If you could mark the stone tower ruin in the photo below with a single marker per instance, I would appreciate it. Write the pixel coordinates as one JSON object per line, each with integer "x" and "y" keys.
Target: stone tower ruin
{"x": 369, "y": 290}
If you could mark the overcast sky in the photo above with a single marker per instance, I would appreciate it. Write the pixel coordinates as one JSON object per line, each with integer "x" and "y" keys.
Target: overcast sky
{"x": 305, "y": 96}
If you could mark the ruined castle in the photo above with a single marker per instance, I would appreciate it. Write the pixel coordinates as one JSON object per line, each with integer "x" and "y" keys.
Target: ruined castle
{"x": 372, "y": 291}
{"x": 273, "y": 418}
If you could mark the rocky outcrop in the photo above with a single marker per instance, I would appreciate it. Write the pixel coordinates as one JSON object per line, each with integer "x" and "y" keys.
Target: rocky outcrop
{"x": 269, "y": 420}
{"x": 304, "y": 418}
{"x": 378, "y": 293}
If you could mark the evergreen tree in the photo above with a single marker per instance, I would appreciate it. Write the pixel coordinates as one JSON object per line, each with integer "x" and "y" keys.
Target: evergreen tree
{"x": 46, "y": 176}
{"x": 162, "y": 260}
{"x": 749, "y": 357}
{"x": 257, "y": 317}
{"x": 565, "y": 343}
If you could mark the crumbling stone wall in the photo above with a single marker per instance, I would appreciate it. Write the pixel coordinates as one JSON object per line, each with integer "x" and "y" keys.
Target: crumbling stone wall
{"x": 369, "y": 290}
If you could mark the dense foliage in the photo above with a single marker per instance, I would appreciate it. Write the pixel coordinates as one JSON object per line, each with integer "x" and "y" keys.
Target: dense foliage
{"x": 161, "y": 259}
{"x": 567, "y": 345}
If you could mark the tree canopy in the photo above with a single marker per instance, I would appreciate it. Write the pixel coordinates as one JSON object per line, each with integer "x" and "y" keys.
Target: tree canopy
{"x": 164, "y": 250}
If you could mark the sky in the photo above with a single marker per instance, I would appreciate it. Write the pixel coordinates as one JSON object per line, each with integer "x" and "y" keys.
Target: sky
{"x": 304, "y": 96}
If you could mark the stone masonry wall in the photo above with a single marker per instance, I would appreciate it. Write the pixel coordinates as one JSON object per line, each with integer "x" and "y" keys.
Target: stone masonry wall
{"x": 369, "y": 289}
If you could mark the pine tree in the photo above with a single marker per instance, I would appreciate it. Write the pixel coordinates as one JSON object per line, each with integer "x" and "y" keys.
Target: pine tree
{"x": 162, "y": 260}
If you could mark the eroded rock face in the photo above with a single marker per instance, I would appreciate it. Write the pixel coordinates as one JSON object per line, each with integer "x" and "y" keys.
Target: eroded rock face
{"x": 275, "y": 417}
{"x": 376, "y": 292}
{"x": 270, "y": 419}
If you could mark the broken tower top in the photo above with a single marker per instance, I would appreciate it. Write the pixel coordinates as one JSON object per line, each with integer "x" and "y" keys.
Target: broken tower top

▶ [Exercise requirements]: Rewrite the records above from the line with "If you could mark the sky" up to and including the last line, keeping the requests and shifting every x and y coordinate in the answers by adding 82.

▶ [The response]:
If you could mark the sky in the photo above with a single marker per instance, I would appreciate it. Write the pixel coordinates as one JSON object per line, each with integer "x" and "y" keys.
Target: sky
{"x": 386, "y": 178}
If you could mark the stone masonry wall in the photo above with a single marker per instance, I would appreciate it. Write the pixel coordinates as one JSON object per line, each with integer "x" and "y" keys.
Target: stone masonry wall
{"x": 451, "y": 371}
If you could mark the pine tree in the photo above with a single marker per instance, I would appreciate it. Write the pixel coordinates as one JSON object per line, each with integer "x" and "y" keys.
Target: pine tree
{"x": 244, "y": 342}
If you could mark the eroded rock face in the photo above with a single marker per instance, I would appreciate it. Write the pixel coordinates as one JSON object per line, each with integer "x" and "y" keys.
Target: eroded rock face
{"x": 357, "y": 499}
{"x": 458, "y": 374}
{"x": 352, "y": 501}
If you could mark the broken tower top in the photo above with a single marker per instance, I would appreciate it. Write the pixel coordinates as one JSON object per line, each with integer "x" and "y" keys.
Target: broken tower top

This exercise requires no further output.